:: Exercise aim ::
Only lines containing the word "tulip" belong in the answer; copy each one from the records.

Items from a dataset
————

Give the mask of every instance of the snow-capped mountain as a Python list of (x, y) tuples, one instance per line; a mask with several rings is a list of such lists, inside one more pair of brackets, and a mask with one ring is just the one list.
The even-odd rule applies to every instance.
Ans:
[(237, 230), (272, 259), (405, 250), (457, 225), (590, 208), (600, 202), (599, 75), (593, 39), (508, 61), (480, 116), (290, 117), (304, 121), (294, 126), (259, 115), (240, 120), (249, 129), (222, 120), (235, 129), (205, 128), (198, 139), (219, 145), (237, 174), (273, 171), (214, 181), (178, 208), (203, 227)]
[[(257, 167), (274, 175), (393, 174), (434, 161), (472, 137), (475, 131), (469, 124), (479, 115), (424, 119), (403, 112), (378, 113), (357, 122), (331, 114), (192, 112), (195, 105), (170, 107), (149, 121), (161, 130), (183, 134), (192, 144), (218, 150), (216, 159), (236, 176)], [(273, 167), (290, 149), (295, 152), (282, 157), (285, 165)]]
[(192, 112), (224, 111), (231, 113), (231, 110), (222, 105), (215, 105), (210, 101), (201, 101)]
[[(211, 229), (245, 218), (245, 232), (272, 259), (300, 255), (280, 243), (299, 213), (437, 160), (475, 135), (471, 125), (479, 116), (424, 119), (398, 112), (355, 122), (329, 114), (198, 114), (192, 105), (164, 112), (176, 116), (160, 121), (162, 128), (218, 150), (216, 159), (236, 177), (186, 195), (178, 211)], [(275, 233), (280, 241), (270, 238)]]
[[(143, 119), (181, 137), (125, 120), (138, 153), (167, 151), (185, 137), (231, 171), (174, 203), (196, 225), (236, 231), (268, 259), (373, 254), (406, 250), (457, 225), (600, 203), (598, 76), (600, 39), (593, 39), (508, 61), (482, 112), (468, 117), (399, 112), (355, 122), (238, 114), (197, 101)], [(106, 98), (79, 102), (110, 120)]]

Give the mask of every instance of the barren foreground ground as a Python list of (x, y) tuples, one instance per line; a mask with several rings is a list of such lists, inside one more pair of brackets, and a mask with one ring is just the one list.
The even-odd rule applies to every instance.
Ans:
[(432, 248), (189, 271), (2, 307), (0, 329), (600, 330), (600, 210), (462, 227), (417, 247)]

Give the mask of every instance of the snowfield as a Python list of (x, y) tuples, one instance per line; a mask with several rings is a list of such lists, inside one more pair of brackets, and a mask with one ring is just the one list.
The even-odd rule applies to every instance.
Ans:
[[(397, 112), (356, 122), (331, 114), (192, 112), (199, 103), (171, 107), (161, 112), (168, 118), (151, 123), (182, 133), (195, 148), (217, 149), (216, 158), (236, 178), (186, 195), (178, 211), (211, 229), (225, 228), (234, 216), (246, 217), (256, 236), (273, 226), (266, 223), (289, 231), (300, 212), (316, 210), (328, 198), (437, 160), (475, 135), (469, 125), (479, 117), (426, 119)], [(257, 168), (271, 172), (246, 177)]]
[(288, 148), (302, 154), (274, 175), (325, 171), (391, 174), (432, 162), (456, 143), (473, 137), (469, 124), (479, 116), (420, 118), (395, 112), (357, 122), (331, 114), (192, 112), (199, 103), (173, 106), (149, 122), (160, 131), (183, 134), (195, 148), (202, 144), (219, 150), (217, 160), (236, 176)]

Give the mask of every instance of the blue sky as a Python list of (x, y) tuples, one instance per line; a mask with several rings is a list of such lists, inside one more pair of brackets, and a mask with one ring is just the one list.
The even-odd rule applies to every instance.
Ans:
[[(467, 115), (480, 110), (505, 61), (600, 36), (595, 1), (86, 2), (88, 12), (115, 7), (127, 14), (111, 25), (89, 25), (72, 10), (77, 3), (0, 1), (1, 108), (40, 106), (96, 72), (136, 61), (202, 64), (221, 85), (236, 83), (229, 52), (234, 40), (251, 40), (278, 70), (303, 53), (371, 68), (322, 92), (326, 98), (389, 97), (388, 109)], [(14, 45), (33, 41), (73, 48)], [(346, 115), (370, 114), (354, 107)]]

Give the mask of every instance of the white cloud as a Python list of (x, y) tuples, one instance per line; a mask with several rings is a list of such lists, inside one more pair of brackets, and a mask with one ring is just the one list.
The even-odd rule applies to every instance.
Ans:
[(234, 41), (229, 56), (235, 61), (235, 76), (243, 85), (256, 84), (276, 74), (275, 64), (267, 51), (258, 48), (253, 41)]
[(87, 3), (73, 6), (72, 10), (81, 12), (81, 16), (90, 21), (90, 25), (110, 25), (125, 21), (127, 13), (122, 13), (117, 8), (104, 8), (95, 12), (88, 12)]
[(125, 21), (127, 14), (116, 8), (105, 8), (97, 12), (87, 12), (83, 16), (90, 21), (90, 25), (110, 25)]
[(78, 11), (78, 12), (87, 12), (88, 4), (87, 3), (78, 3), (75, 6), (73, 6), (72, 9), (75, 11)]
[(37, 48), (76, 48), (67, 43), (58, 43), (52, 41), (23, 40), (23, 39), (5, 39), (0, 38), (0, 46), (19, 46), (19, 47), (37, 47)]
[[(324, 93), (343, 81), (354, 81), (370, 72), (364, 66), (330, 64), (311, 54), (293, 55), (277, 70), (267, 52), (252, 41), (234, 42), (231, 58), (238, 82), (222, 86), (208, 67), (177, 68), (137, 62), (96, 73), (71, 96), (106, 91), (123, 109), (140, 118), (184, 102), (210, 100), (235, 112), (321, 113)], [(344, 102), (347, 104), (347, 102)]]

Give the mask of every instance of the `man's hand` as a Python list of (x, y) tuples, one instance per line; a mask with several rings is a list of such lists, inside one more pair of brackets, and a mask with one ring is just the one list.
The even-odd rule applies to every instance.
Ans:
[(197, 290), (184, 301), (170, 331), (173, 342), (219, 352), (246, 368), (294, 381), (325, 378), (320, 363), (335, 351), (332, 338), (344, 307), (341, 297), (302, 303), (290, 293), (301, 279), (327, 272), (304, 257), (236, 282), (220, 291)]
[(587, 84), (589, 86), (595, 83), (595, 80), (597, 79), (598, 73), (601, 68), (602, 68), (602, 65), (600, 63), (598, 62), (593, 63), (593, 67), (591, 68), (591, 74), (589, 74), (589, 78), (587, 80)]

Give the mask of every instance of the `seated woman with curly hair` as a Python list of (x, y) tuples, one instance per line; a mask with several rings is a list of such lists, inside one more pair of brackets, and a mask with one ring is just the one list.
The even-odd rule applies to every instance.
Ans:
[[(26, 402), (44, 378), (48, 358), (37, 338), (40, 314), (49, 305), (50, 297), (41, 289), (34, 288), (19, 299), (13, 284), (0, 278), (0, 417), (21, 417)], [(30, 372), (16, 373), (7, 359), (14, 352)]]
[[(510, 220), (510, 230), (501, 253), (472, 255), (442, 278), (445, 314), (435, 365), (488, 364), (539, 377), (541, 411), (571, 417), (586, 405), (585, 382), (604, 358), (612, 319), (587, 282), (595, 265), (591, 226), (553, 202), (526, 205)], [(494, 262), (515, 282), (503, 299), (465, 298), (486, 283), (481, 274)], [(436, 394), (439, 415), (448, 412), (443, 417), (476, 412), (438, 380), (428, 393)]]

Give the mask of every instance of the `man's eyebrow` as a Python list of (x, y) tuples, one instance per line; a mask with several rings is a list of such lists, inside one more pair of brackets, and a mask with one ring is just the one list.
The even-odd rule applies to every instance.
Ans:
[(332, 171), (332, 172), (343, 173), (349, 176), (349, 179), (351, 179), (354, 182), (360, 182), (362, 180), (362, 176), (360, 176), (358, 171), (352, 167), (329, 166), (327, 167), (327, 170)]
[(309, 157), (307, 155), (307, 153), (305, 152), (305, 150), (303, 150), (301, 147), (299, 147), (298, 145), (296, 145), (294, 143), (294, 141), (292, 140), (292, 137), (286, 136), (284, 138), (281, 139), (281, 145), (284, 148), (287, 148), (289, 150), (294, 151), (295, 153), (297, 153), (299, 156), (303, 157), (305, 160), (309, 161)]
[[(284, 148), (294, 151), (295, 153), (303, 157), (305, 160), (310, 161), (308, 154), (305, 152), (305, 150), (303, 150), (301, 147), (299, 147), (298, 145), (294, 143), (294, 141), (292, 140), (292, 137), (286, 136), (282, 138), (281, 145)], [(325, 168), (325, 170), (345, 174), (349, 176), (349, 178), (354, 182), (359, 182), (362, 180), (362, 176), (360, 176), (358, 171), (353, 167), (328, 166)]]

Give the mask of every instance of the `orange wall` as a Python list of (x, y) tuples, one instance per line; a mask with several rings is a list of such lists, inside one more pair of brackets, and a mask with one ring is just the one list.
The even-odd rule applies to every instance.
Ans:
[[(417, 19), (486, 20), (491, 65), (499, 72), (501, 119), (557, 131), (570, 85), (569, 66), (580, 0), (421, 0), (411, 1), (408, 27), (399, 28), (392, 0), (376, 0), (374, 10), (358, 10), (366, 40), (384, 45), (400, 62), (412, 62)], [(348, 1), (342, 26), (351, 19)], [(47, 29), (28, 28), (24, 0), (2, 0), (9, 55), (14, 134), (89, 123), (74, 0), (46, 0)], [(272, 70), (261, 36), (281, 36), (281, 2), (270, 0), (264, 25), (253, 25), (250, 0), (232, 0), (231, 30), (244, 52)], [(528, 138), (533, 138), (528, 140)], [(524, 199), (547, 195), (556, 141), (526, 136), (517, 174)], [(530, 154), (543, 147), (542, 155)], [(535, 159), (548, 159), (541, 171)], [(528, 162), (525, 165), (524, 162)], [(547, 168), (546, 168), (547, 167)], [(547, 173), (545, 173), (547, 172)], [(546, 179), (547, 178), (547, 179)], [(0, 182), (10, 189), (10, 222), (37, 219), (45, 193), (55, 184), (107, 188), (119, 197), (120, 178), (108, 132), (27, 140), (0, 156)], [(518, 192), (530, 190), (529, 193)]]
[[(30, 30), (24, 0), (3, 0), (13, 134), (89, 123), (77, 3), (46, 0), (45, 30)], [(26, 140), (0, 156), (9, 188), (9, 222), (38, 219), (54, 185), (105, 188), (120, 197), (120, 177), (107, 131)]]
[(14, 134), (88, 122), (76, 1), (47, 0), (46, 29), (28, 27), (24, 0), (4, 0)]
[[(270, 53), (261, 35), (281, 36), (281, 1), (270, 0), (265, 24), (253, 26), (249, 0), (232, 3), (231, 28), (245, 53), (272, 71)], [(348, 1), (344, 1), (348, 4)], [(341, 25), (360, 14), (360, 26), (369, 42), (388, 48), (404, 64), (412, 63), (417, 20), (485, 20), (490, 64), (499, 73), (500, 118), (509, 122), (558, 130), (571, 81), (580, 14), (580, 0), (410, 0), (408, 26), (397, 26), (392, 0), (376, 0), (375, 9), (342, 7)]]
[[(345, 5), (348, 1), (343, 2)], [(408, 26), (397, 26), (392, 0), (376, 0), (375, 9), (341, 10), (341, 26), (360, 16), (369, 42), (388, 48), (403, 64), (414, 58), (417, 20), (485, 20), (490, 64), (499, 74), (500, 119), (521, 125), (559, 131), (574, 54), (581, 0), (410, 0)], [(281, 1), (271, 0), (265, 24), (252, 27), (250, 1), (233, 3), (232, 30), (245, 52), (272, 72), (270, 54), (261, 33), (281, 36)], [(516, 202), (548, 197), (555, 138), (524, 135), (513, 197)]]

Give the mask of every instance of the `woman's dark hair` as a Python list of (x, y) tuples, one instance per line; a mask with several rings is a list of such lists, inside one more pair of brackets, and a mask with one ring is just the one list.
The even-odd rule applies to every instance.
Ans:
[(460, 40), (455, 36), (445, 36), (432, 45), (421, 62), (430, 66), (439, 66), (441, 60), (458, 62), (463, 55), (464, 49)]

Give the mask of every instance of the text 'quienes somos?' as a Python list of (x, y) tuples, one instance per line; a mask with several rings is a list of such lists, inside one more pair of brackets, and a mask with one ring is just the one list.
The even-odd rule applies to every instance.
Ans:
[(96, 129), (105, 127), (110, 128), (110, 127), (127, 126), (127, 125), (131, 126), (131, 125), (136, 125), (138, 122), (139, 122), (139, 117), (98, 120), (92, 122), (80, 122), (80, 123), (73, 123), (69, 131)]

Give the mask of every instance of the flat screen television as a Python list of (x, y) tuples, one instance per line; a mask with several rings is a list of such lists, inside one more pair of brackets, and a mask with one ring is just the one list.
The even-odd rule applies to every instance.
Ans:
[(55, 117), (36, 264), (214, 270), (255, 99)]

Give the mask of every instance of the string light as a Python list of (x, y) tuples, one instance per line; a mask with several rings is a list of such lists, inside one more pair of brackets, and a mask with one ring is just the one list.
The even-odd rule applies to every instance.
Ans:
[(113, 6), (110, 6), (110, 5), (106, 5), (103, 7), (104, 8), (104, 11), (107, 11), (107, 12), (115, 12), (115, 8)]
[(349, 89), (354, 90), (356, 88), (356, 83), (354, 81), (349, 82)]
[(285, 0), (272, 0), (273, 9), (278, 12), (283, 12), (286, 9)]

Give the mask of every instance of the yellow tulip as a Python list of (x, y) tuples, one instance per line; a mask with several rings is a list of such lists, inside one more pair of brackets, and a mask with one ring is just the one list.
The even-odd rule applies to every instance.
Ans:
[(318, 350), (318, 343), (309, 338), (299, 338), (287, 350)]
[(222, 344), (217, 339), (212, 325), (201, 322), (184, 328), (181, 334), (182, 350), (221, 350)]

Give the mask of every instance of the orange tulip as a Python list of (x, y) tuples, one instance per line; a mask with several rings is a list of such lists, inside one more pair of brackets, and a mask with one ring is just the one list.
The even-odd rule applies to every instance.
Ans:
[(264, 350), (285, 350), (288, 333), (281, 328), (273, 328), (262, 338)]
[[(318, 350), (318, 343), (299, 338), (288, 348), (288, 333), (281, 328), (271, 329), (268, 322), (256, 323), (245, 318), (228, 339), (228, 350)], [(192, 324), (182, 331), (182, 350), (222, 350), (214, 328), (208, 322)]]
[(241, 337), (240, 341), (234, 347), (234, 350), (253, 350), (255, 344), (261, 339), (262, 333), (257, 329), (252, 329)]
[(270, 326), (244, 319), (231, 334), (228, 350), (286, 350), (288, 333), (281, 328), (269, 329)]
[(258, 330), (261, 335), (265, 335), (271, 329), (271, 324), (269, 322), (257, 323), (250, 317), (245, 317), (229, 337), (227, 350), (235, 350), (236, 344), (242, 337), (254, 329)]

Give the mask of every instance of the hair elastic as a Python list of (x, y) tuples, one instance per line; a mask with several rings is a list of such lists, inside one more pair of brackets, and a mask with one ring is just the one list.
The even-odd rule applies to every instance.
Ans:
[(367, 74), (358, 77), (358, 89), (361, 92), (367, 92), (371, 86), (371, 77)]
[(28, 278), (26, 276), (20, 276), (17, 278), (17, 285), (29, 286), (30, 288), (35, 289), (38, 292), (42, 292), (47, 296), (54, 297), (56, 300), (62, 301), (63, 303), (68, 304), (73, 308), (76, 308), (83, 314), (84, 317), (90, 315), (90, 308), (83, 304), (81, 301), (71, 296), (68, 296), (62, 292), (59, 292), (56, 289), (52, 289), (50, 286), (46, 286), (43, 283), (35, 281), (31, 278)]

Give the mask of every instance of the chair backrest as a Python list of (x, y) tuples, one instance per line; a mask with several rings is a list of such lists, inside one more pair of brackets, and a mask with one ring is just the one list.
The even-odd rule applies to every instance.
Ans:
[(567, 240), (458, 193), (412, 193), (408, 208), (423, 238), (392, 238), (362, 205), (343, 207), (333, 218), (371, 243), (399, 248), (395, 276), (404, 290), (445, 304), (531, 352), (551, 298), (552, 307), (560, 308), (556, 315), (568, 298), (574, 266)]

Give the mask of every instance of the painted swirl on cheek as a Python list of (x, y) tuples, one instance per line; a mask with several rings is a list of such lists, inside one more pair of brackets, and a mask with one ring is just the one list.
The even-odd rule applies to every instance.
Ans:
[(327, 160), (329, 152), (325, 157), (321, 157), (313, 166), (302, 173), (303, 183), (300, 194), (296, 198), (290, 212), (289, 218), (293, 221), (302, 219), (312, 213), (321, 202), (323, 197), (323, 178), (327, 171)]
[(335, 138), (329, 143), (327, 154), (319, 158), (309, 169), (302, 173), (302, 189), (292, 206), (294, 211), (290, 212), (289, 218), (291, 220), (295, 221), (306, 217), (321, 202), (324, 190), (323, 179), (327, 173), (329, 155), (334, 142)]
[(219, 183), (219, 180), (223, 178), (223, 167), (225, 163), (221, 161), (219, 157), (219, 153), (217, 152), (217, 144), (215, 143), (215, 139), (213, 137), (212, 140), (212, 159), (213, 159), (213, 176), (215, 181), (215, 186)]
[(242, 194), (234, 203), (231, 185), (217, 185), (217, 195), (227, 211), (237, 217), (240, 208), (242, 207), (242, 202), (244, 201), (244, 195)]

————

:: Result of the exercise ::
Give the mask of every instance of the yellow tulip as a Python list of (x, y) tuples, one instance per line; a mask with several rings is a list of such lists, inside one more pair of brackets, and a mask with one ring is just the one list.
Give the mask of every instance of the orange tulip as a Python list of (x, y) tuples, one instance per line; a mask with several rings is a list of such lists, inside one more pair of brackets, and a mask with one ring is just the one list.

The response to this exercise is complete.